Relevez toutes les personnes désignées par leur nom dans le texte à analyser ci-dessous, avec l'orthographe qu'elles y ont.

TEXTE À ANALYSER -
────────────────

A quelques exceptions près, dont Là-haut l’an dernier , la Croisette garde le souvenir de films d’ouverture qui, de Fanfan la Tulipe (version Luc Besson) à Da Vinci Code, semblent d’abord servir à rappeler à quoi le Festival de Cannes s’oppose: le cinéma industriel, impersonnel et marketé. Sans surprise puisqu’il est concocté par un Ridley Scott et un Russell Crowe pour qui l’idée de prendre des risques est devenue saugrenue, Robin des Bois, qui envahit simultanément les écrans mondiaux, remplit cette fonction exutoire. Mais d’une manière qui, présentée dans l’antre de la cinéphilie, confine à la provocation. Ou, plus sûrement, connaissant l’intelligence et l’ironie fine du délégué général de la manifestation Thierry Frémaux, à la stratégie militaire: connais ton ennemi pour mieux le combattre.

Car cette énième transposition de la légende de Robin des Bois prétend dépouiller le mythe des oripeaux et artifices si profondément ancrés depuis, au moins, l’interprétation d’Erroll Flynn (1938). Retour au réalisme, donc, avec un dossier de presse, plein de dates et de faits plus ou moins établis, qui fait capituler tout esprit critique, du moins chez les journalistes qui auront tôt fait d’en reproduire le contenu.

────────────────

LES DONNÉES -
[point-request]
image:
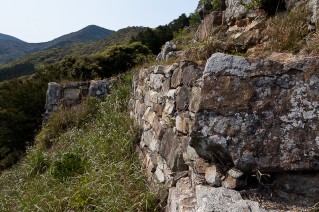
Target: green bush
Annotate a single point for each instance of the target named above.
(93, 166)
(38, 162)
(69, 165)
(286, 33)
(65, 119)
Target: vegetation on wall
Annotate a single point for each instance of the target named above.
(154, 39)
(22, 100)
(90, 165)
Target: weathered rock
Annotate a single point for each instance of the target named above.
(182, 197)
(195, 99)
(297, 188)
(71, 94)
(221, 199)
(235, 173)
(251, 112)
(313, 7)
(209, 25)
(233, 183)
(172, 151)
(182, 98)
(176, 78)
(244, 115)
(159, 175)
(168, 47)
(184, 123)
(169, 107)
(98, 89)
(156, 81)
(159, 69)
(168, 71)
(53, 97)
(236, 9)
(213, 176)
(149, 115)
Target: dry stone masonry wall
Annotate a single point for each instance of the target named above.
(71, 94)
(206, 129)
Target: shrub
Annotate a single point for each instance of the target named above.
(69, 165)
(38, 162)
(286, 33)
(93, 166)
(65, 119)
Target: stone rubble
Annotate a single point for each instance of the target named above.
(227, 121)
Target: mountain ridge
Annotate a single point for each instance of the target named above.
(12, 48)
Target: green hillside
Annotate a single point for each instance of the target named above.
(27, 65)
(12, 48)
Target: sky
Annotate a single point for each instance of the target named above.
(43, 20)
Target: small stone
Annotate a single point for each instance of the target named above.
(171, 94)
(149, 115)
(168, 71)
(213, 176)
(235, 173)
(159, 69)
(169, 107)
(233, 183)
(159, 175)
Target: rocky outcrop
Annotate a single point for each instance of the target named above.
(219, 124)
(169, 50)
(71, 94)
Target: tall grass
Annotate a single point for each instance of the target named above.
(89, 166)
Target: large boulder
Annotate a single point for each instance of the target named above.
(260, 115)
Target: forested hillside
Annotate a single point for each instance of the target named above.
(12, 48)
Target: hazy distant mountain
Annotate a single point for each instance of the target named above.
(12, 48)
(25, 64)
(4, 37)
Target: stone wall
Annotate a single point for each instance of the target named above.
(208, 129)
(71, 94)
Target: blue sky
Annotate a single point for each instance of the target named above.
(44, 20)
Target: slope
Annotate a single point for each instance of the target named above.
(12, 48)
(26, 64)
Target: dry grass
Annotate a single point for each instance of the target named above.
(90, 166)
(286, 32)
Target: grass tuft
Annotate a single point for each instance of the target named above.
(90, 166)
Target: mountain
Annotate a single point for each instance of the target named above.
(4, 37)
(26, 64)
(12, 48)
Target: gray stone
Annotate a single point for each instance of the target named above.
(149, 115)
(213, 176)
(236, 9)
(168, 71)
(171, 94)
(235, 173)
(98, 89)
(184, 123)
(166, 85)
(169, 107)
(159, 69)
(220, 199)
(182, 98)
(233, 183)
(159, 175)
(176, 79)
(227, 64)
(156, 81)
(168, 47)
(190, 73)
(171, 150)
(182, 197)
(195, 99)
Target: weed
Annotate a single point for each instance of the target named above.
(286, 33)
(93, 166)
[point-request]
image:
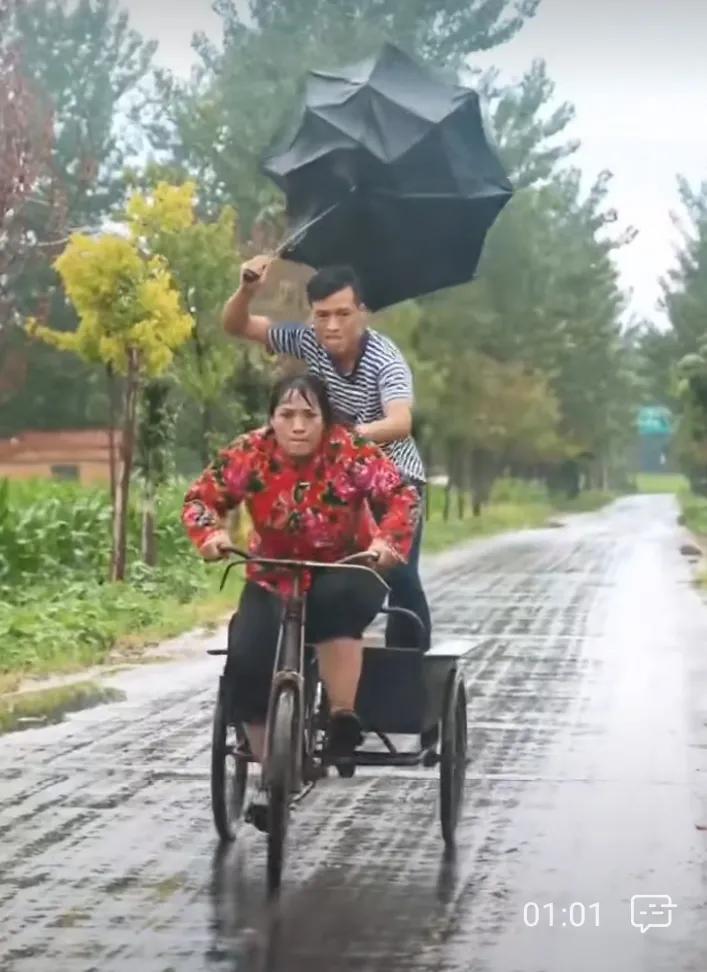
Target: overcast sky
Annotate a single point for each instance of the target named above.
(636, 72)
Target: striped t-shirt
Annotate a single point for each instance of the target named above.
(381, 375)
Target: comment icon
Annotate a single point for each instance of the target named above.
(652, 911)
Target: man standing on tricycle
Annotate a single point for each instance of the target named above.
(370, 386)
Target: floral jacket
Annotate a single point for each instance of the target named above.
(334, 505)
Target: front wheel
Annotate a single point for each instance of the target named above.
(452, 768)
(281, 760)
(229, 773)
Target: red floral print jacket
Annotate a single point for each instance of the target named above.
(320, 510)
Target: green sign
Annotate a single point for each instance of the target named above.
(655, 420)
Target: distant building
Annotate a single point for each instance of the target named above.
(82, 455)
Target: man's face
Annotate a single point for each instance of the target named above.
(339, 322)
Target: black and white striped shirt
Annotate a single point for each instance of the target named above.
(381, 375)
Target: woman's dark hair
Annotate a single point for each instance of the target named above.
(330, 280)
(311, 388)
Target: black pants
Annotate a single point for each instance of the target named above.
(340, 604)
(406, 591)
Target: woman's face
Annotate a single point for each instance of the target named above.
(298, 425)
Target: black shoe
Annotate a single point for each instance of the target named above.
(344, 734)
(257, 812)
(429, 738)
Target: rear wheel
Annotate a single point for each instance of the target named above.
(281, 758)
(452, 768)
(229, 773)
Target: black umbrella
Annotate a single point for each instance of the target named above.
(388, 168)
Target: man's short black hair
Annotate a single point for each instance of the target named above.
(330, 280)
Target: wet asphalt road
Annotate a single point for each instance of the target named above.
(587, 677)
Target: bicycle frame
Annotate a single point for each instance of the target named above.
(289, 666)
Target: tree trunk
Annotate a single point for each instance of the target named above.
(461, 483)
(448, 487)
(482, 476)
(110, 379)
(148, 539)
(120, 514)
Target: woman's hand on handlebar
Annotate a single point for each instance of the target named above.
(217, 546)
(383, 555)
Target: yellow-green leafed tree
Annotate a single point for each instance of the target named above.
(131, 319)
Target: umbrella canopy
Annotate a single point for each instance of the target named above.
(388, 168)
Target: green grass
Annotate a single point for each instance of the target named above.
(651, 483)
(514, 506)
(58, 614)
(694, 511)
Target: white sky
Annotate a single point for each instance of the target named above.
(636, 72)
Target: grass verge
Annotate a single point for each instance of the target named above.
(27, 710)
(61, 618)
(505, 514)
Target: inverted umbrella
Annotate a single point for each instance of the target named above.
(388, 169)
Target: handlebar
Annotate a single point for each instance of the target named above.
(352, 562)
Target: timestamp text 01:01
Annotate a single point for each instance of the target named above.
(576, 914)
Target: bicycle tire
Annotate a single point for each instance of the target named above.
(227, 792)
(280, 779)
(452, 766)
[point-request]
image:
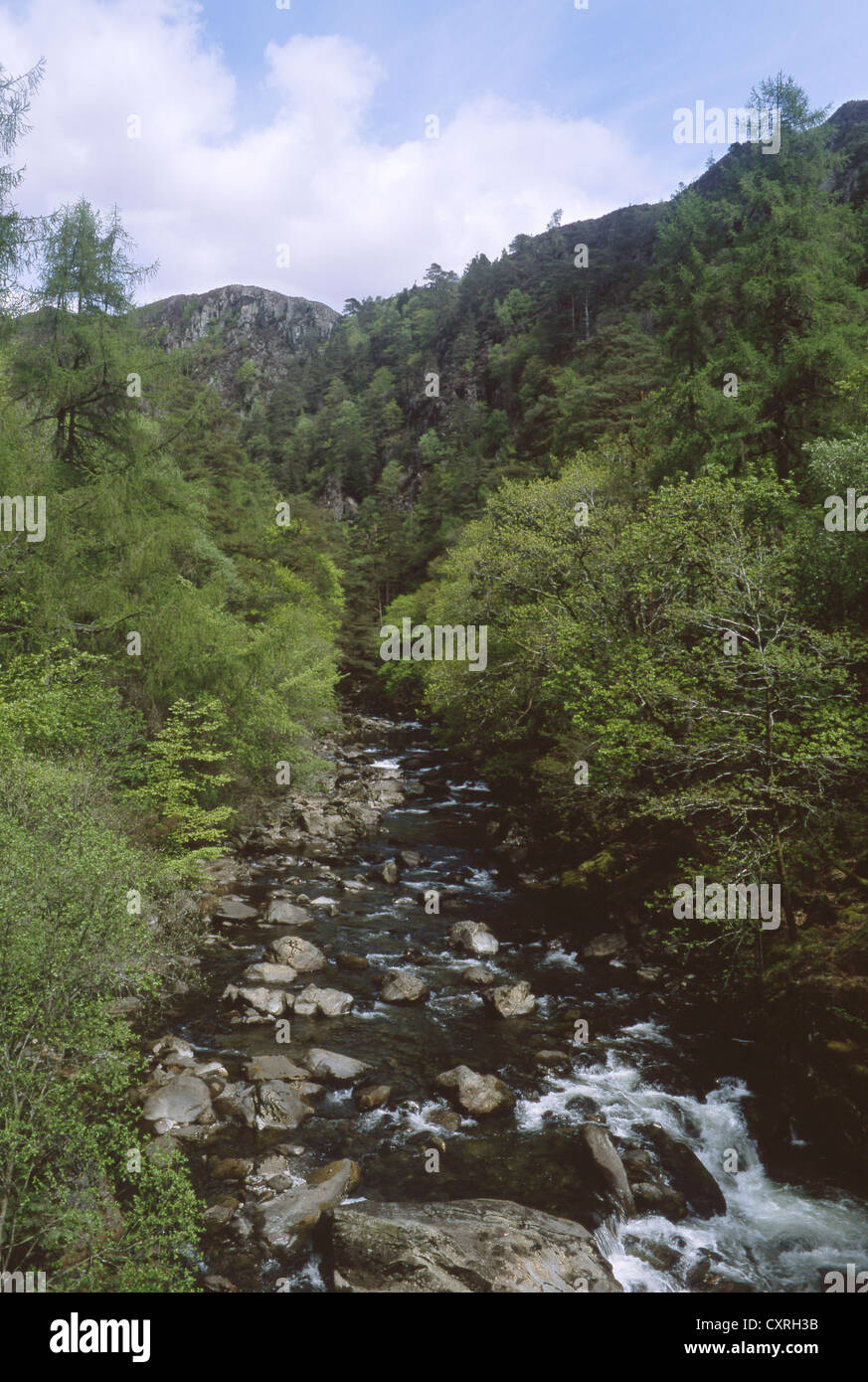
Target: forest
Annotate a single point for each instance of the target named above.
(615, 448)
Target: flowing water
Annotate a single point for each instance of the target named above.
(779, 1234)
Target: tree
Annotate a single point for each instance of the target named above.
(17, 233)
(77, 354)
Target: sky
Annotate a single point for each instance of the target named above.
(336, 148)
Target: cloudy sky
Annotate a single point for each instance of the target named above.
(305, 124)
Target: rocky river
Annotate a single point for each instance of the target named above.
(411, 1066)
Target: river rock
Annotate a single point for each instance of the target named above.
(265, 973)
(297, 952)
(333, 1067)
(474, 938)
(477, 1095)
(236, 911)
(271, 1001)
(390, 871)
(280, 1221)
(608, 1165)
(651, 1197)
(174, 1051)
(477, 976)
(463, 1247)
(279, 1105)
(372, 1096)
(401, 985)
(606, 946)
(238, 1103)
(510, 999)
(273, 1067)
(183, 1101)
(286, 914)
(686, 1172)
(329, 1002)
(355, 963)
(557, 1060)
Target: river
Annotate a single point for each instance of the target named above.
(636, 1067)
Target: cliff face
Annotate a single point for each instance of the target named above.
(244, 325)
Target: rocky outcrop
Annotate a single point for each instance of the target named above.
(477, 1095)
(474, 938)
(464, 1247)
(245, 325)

────────────────

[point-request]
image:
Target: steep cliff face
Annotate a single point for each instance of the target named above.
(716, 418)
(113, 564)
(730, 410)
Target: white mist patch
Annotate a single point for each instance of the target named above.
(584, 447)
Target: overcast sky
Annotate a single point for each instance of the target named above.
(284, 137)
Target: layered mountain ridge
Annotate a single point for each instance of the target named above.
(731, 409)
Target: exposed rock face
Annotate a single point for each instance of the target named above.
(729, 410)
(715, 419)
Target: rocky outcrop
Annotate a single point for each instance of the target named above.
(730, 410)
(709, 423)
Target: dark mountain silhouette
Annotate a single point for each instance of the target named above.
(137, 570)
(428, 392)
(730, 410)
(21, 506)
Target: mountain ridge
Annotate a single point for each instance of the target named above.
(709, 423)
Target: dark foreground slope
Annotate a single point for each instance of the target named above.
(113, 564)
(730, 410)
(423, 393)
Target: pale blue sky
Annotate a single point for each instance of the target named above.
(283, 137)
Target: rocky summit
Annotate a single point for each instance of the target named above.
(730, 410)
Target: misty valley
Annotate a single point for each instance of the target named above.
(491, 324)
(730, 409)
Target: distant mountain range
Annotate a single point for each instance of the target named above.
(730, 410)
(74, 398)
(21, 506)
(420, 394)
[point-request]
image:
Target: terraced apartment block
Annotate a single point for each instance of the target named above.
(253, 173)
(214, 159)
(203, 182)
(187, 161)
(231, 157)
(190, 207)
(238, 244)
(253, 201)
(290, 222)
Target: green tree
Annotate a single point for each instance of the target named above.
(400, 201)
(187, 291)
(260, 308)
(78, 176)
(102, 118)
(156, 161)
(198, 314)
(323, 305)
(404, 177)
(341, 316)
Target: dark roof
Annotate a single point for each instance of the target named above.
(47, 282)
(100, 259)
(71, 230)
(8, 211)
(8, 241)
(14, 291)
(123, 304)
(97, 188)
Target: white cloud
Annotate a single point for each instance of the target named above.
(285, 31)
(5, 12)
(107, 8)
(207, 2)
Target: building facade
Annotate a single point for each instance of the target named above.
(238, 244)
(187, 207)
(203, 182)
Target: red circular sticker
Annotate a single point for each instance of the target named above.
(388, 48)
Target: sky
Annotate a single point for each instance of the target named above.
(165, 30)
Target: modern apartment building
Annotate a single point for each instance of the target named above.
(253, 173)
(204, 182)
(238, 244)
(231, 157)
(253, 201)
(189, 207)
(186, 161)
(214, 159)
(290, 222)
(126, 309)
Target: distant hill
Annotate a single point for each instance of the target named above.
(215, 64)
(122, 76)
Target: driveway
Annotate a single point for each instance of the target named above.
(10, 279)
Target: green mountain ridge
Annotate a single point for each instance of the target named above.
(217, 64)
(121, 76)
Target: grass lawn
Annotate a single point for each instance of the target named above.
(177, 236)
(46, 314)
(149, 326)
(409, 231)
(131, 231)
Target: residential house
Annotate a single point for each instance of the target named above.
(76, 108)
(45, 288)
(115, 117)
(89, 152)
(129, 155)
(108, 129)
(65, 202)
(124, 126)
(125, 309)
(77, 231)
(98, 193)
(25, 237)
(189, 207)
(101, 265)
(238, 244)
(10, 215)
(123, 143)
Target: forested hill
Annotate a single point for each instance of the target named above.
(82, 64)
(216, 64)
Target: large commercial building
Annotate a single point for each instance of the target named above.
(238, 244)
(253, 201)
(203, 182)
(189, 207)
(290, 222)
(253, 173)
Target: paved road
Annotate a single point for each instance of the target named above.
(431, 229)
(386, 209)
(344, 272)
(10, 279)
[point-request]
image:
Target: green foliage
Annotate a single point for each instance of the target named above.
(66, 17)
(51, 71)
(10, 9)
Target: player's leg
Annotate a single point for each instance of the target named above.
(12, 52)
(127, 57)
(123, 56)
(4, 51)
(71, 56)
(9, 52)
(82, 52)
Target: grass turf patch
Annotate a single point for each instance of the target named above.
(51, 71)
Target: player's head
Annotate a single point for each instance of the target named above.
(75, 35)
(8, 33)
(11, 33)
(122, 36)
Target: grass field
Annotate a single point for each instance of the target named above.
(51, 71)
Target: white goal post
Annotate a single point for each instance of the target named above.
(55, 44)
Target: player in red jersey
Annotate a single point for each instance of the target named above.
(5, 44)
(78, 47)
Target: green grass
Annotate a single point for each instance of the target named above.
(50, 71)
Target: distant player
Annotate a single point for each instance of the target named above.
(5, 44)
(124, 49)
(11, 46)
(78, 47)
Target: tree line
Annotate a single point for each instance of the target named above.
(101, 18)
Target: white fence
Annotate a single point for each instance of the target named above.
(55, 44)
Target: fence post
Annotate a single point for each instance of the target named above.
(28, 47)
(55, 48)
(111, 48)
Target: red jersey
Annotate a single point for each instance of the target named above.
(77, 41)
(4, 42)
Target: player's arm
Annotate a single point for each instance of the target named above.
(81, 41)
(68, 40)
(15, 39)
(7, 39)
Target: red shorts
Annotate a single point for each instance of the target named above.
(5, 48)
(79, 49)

────────────────

CORRIGÉ -
Luc Besson, Ridley Scott, Russell Crowe, Thierry Frémaux, Erroll Flynn